» What this exercise asks
1: In the passage about the CIA and the fall of Allende in Chile, on what date does Jack say the CIA found out about the 1973 coup?
2: Extend the passage about the CIA and the fall of Allende in Chile, picking up after its final sentence.

» Provided passage
◇ ◇ ◇ ◇ ◇ ◇ ◇

Jack claims that there's confusion between the failed coup of 1970 and the events of 1973. That's why so many people think the CIA was behind the fall of Allende.
What people don't realize, but they should understand by these comments that I'm making, we were not wired into the military in the way that fake news would lead you to believe, which is the CIA had no interaction with the military in 73 and preparing a coup.
And only found out about it on the 7th of September. The coup was on 11th September. In fact, the report I sent in was the first report advising Washington that there was a coup. Got it? Good. So the CIA may not have worked directly with the Chileans to overthrow Allende, but it did help to create the right conditions for a coup to take place by actively supporting the opposition.
And that's what brought a young Jack Devine to Santiago in the summer of 1971. His role? To support the political parties, media and labor organizations that would keep democracy alive under Allende's leadership until he could be defeated in the next election. Santiago, the nation's capital, sits at the feet of the Andes Mountains and is dotted with impressive neoclassical architecture. On its face, it was a vibrant city,
Picturesque, charming, full of culture and ideas. But under Allende, Jack says, the nation was in crisis. It's a beautiful country and the people are amazingly friendly, talented, intellectually curious, a great nation, great history. But the country was in turmoil. So many people had left. Food supplies shouldn't have wasted your time in those days going to a supermarket. There literally was virtually nothing to buy in the supermarket and inflation was rampant.

◇ ◇ ◇ ◇ ◇ ◇ ◇

» Data shown
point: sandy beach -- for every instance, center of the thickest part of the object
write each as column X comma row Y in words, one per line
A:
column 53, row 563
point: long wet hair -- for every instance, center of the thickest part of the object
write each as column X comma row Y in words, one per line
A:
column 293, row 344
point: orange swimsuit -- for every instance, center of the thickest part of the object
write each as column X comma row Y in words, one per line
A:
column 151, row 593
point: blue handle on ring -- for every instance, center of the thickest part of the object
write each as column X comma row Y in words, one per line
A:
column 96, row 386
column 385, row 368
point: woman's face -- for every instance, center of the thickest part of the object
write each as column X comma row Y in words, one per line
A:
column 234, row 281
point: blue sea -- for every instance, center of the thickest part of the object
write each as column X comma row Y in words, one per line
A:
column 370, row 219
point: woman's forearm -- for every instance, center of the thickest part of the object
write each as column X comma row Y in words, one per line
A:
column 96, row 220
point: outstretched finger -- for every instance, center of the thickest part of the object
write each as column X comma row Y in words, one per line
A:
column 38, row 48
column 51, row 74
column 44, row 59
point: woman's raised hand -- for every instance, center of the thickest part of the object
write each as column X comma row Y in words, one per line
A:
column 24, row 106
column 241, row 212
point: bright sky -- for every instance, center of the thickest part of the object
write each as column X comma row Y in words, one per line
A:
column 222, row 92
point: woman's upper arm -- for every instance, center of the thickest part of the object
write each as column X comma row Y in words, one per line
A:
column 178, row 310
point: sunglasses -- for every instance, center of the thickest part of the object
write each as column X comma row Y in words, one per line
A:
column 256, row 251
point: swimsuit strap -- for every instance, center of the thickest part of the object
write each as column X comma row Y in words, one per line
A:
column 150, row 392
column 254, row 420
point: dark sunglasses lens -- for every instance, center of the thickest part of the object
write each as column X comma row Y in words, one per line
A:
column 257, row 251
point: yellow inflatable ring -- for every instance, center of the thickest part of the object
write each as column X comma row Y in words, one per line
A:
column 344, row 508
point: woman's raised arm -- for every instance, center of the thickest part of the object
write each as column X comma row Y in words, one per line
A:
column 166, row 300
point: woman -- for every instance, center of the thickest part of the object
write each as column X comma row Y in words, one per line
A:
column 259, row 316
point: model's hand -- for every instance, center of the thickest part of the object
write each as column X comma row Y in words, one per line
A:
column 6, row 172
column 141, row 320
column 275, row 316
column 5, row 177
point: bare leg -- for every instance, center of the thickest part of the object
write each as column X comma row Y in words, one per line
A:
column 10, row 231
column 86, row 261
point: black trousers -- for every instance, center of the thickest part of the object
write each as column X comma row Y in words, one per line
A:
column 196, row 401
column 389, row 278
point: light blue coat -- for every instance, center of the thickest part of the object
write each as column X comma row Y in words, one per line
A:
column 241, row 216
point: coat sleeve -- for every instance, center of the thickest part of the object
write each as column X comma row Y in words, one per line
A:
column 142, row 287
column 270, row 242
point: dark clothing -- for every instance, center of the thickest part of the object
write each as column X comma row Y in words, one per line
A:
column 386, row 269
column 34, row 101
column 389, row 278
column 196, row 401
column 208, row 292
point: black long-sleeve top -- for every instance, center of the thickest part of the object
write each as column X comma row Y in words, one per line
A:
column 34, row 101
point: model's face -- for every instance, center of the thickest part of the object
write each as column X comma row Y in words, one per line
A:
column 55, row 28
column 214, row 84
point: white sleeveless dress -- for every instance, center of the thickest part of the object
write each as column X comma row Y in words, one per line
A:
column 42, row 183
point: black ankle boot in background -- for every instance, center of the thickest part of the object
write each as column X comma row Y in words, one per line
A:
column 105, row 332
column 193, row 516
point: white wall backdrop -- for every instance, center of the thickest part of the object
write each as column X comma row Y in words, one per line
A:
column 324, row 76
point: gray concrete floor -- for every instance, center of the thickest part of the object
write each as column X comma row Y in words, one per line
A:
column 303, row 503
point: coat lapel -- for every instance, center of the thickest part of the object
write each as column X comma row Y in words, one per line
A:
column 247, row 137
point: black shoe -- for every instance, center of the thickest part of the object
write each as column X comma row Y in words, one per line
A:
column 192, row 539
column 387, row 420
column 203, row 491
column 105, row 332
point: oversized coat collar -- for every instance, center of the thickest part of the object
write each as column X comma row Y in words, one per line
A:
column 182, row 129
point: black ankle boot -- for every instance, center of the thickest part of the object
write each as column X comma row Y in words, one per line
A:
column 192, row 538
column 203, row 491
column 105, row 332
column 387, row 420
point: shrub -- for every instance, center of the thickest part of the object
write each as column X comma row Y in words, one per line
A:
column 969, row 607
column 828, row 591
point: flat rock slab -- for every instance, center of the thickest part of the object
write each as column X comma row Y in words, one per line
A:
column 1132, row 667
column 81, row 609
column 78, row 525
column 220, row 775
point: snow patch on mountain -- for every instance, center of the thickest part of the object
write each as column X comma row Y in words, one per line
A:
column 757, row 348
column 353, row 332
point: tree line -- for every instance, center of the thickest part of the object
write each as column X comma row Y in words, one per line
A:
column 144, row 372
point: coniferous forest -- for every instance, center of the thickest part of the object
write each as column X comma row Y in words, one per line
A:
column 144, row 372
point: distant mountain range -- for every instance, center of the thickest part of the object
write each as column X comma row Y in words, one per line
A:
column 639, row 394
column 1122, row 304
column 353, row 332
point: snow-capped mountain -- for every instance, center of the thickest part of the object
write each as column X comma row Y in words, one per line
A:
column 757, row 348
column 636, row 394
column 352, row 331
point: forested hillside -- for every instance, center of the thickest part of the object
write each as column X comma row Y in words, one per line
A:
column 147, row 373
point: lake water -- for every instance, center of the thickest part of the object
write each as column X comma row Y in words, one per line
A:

◇ ◇ ◇ ◇ ◇ ◇ ◇

» Exercise responses
1: The 7th of September.

2:
In fact, when you would go to the store, the prices would change during the day. The inflation was so horrendous by '71. One has to visualize a country where there's no media, no CNN, no Western newspapers were not coming in. The only way I could get outside reporting was with the BBC. The country was much more isolated than people realized. Travel was greatly reduced. U.S. government officials were not allowed in Chile without special permission.
Chile was considered a hostile operating environment. When officials came and went, they were potentially more likely to be put under surveillance. So it was a really tight environment because they considered the risk too high to have non-essential travel. And that stayed in place for years. So there was a tremendous amount of personal tension, national tension, which only grew
As the years passed under Allende, every month the situation became increasingly tense. Jack arrived in Chile with his wife, Pat, and five children between the ages of two and seven. You must remember, for a junior officer, Santiago was the place to be. Chile was one of the most important locations for covert action at the time, second only to Vietnam. Jack was so excited by the job that he didn't give much notice to the danger that surrounded his family.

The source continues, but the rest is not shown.